[[ Task input, beginning ]]
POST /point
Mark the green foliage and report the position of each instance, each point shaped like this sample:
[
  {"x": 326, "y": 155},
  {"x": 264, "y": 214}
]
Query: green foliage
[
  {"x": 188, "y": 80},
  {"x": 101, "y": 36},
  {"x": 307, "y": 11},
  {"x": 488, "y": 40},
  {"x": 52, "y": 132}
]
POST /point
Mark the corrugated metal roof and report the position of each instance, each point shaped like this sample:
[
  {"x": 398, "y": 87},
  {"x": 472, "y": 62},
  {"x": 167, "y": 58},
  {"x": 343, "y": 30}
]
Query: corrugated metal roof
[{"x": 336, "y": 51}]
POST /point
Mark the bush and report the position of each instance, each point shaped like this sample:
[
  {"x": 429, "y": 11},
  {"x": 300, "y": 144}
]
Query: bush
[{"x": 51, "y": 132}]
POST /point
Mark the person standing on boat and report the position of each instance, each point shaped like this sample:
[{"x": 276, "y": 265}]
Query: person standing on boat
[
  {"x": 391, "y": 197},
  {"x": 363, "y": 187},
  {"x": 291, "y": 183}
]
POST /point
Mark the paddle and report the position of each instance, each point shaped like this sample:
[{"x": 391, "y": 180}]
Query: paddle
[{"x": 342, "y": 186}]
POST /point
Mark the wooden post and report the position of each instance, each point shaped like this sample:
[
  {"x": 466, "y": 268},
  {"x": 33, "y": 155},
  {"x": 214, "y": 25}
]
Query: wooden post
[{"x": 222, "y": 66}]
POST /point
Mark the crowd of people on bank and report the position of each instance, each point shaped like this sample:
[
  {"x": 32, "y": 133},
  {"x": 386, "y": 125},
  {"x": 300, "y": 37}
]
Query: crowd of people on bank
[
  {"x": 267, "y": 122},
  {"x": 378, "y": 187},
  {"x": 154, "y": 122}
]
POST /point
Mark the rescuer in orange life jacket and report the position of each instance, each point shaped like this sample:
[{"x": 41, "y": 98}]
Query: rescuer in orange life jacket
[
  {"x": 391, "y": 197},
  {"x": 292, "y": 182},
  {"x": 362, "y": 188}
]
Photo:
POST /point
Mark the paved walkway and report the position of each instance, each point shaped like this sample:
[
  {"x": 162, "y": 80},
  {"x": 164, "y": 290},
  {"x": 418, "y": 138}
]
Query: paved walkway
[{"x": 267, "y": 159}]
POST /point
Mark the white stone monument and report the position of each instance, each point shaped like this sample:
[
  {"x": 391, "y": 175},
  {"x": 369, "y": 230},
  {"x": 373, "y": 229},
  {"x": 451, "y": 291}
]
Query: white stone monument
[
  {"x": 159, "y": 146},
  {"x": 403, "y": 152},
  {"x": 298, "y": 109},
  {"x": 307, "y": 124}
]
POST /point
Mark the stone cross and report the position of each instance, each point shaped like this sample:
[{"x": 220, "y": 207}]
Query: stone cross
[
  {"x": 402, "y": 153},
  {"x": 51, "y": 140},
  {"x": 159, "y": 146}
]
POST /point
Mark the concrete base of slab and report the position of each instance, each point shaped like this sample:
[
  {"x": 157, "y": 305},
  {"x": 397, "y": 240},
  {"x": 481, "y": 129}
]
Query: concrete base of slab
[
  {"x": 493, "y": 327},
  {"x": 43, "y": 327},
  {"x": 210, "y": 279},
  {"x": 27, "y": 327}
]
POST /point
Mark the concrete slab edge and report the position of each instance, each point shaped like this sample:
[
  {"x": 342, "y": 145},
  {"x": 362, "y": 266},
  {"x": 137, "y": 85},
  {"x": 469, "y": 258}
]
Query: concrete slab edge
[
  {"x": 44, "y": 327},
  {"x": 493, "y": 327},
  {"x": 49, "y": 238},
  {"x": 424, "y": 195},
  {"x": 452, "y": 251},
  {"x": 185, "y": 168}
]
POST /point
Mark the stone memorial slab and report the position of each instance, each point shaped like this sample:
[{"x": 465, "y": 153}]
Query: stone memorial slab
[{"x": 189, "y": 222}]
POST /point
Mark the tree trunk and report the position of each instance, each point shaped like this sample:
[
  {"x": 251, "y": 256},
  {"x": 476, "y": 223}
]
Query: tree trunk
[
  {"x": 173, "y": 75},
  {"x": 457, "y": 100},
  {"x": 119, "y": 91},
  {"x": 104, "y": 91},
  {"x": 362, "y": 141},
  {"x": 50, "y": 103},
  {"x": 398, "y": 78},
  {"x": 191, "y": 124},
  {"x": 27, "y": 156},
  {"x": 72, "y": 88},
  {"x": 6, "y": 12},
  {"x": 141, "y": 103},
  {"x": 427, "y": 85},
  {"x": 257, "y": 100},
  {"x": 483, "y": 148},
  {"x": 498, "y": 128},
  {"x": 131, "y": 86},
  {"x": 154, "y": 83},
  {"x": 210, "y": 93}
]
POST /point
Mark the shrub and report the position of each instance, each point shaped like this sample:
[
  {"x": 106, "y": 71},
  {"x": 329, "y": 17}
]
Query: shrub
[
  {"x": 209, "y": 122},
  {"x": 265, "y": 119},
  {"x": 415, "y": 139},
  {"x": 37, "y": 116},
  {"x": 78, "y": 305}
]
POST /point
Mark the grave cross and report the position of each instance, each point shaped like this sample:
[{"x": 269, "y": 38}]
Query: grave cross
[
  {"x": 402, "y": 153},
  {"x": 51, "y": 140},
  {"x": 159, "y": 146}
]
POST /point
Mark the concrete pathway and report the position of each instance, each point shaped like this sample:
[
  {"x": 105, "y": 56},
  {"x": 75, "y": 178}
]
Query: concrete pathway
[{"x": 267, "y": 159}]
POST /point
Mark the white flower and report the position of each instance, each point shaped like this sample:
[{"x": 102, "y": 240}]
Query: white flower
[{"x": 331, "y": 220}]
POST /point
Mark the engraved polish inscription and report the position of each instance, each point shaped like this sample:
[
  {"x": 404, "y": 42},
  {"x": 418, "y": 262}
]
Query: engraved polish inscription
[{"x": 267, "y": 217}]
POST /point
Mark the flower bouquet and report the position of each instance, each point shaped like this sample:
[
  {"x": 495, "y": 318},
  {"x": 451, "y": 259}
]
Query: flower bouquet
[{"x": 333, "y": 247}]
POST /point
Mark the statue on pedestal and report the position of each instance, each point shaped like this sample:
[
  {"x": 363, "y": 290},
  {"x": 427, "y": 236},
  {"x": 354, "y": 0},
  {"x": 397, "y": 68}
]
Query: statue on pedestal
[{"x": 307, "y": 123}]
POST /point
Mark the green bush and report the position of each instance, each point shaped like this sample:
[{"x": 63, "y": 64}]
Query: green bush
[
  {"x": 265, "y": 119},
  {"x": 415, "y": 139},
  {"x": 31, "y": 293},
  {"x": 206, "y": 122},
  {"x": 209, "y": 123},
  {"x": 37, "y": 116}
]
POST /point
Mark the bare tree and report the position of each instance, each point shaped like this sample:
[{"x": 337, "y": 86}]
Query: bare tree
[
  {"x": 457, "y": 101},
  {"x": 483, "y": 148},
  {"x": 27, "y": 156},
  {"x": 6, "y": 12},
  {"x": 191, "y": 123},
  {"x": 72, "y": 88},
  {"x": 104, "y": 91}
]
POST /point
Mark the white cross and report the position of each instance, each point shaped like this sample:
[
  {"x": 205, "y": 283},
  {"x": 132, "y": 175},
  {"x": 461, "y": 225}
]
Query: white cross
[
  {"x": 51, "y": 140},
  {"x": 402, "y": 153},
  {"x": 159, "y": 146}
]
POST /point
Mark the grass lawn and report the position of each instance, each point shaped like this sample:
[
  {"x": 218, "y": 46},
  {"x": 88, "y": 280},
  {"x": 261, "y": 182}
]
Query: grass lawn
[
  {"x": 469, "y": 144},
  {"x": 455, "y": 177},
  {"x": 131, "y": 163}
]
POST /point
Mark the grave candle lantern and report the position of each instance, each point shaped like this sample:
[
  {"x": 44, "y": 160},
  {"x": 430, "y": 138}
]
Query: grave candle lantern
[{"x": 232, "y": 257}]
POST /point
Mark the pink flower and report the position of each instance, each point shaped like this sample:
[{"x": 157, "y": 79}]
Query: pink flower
[[ Task input, end ]]
Your objective ->
Once you have found every line above holding the word "pink", copy those lines.

Task output ->
Mark the pink flower and report the position of each instance, each point shaped like this sample:
Query: pink flower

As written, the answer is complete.